WHAT YOU HAVE TO DO:
Copy out each of the records below word for word, including the coordinates, but omit the pictures from your answer.

Records of labeled points:

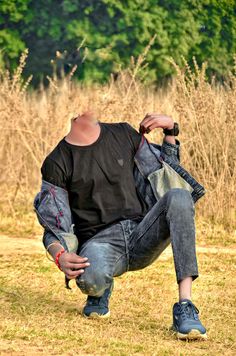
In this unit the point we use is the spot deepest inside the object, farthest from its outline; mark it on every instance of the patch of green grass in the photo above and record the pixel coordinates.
(39, 315)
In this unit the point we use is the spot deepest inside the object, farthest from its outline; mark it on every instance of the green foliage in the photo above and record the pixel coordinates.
(115, 30)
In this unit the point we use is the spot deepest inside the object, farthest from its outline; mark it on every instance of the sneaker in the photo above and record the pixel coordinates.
(186, 323)
(97, 307)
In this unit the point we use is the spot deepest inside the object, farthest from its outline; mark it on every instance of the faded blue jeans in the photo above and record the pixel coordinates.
(132, 245)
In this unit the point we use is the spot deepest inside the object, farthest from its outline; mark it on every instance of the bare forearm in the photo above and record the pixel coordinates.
(170, 139)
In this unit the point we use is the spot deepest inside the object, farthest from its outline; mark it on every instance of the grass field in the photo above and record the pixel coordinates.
(40, 317)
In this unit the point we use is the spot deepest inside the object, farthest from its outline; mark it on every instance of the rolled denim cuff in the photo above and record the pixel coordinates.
(49, 238)
(171, 149)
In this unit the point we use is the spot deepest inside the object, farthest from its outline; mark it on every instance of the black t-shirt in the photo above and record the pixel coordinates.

FINISHED EXERCISE:
In this unit the point we use is the spot deepest inside the object, farthest from its outline; mark it on every instance of the patch of green grass in the photo above and record the pixel coordinates.
(39, 315)
In this unit the point we use is the spot deepest inside the object, farthest from its outline; mark it on every instance of the green foliage in the photo above and record the pixel coordinates.
(115, 30)
In this unit the point we use is the spot deepest inside the object, farthest from its outline; mark it on every instance of the sneaker in the photo above and record the pixel coordinates.
(186, 323)
(97, 307)
In this unit the point we use is the spot deepest inside the object, farthest from its outline; mark it on every instance of the faded blue jeans in the photo above and record the pixel coordinates.
(132, 245)
In this unit the point we use is the spot deepest inside the object, farthest from its outline; mark it on every instance of the bare forearm in the photo above and record the pixel coordinates.
(170, 139)
In this unit the point we use is the spot deepest inside the object, farthest from its outline; mark it on every instance of the grass field in the photo above and record the pixel coordinates.
(40, 317)
In this unit the point we use is the spot deepest inside the object, farthest from its outline; mark it on every instance of the rolled denim cuff in the photo above and record the pixel coordinates.
(49, 238)
(171, 149)
In this unit the point we use is the spot deepest inside the object, farthest from its outline; mark it on every instance of the black t-shirt in the photo above and record the pixel coordinates.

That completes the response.